Print each of the records below verbatim, omitting the pictures.

#### The records

▶

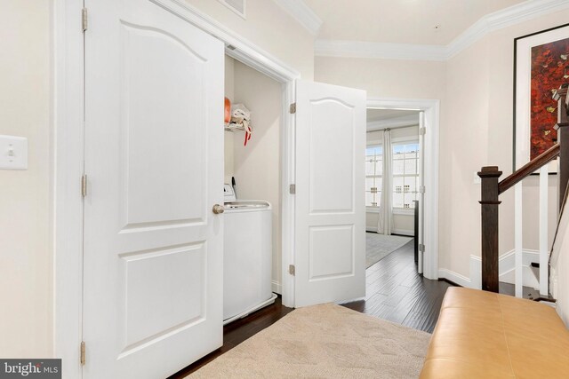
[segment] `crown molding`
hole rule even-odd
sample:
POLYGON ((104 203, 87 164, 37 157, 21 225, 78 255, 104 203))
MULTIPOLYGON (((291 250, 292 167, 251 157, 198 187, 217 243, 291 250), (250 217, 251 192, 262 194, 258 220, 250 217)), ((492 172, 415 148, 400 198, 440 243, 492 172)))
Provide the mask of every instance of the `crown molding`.
POLYGON ((294 20, 316 36, 322 26, 322 19, 303 0, 273 0, 294 20))
POLYGON ((362 41, 316 40, 317 57, 371 58, 403 60, 445 60, 445 46, 362 41))
POLYGON ((317 40, 318 57, 445 61, 479 41, 488 33, 569 8, 569 0, 528 0, 487 14, 447 45, 317 40))

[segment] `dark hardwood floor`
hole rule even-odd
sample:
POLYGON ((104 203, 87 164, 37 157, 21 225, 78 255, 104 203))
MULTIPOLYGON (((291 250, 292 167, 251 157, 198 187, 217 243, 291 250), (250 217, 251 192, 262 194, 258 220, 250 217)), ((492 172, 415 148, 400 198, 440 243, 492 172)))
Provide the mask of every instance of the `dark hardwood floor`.
POLYGON ((223 346, 177 372, 168 379, 180 379, 187 376, 224 352, 233 349, 250 336, 259 333, 267 327, 270 327, 293 310, 293 308, 283 306, 281 296, 279 296, 275 300, 275 304, 260 309, 244 319, 226 325, 223 327, 223 346))
POLYGON ((341 305, 432 333, 443 296, 452 285, 417 273, 413 240, 365 272, 365 299, 341 305))
MULTIPOLYGON (((438 320, 445 281, 429 280, 417 273, 413 241, 366 270, 366 296, 341 304, 363 313, 431 333, 438 320)), ((223 346, 169 379, 183 378, 292 312, 280 296, 274 304, 223 328, 223 346)))

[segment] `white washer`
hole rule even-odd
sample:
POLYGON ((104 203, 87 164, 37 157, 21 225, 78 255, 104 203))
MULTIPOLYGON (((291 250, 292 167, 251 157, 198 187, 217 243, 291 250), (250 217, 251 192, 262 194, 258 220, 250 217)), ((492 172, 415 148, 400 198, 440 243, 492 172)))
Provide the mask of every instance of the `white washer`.
POLYGON ((268 201, 236 200, 224 185, 223 324, 275 302, 268 201))

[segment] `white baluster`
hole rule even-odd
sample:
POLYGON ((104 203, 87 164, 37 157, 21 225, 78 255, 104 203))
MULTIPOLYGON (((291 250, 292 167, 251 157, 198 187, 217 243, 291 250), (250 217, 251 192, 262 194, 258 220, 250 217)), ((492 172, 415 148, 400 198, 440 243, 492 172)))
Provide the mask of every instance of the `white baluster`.
POLYGON ((548 296, 548 179, 546 164, 540 169, 540 294, 548 296))
POLYGON ((516 250, 516 297, 524 296, 523 267, 522 267, 522 245, 523 245, 523 225, 522 225, 522 182, 515 186, 514 200, 514 249, 516 250))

◀

#### Finished answer
[segment] `crown molding`
hole rule even-odd
sample:
POLYGON ((104 203, 87 164, 37 157, 21 225, 78 255, 104 203))
MULTIPOLYGON (((291 250, 292 167, 251 157, 198 187, 217 243, 291 250), (250 217, 251 192, 262 194, 258 220, 250 217)), ((492 172, 415 148, 400 198, 440 243, 492 172)))
Provide the mask of every instance of the `crown molding`.
POLYGON ((294 20, 316 36, 322 26, 322 19, 303 0, 273 0, 294 20))
POLYGON ((362 41, 316 40, 317 57, 371 58, 403 60, 445 60, 445 46, 362 41))
POLYGON ((317 40, 318 57, 445 61, 479 41, 488 33, 569 8, 569 0, 528 0, 487 14, 447 45, 317 40))

[segment] `dark hardwood floor`
hole rule even-odd
sample:
POLYGON ((104 203, 87 164, 37 157, 21 225, 78 255, 104 203))
MULTIPOLYGON (((291 250, 292 167, 251 157, 198 187, 217 243, 291 250), (250 217, 251 192, 262 194, 258 220, 250 217)), ((492 172, 415 148, 400 198, 440 243, 492 172)))
Provide the mask of every instance of the `dark hardwood floor`.
POLYGON ((223 346, 177 372, 168 379, 180 379, 187 376, 224 352, 233 349, 250 336, 259 333, 267 327, 270 327, 293 310, 293 308, 283 306, 281 296, 279 296, 275 300, 275 304, 260 309, 244 319, 226 325, 223 327, 223 346))
POLYGON ((341 305, 432 333, 443 296, 452 285, 417 273, 413 240, 365 272, 365 299, 341 305))
MULTIPOLYGON (((438 320, 445 281, 429 280, 417 273, 413 241, 366 270, 366 296, 341 304, 363 313, 431 333, 438 320)), ((223 346, 169 379, 183 378, 292 312, 280 296, 274 304, 223 328, 223 346)))

[segment] `white washer`
hole rule even-odd
sample:
POLYGON ((104 203, 87 164, 37 157, 21 225, 78 255, 104 203))
MULTIPOLYGON (((291 250, 292 167, 251 157, 198 187, 217 243, 291 250), (250 217, 251 192, 262 194, 258 220, 250 217)), ((492 172, 415 148, 400 198, 440 243, 492 172)))
Provide the mask of every instance of the `white washer`.
POLYGON ((268 201, 236 200, 224 185, 223 324, 275 302, 268 201))

[segment] `white baluster`
hole rule even-odd
sample:
POLYGON ((104 203, 87 164, 37 157, 21 225, 78 255, 104 203))
MULTIPOLYGON (((291 250, 292 167, 251 157, 198 187, 217 243, 291 250), (250 217, 251 192, 262 194, 258 220, 250 217)), ((492 172, 415 148, 400 198, 440 243, 492 172)))
Provide the mask of every instance of the `white baluster`.
POLYGON ((548 296, 548 179, 546 164, 540 169, 540 294, 548 296))
POLYGON ((516 250, 516 297, 524 296, 523 267, 522 267, 522 245, 523 245, 523 225, 522 225, 522 182, 515 186, 514 200, 514 249, 516 250))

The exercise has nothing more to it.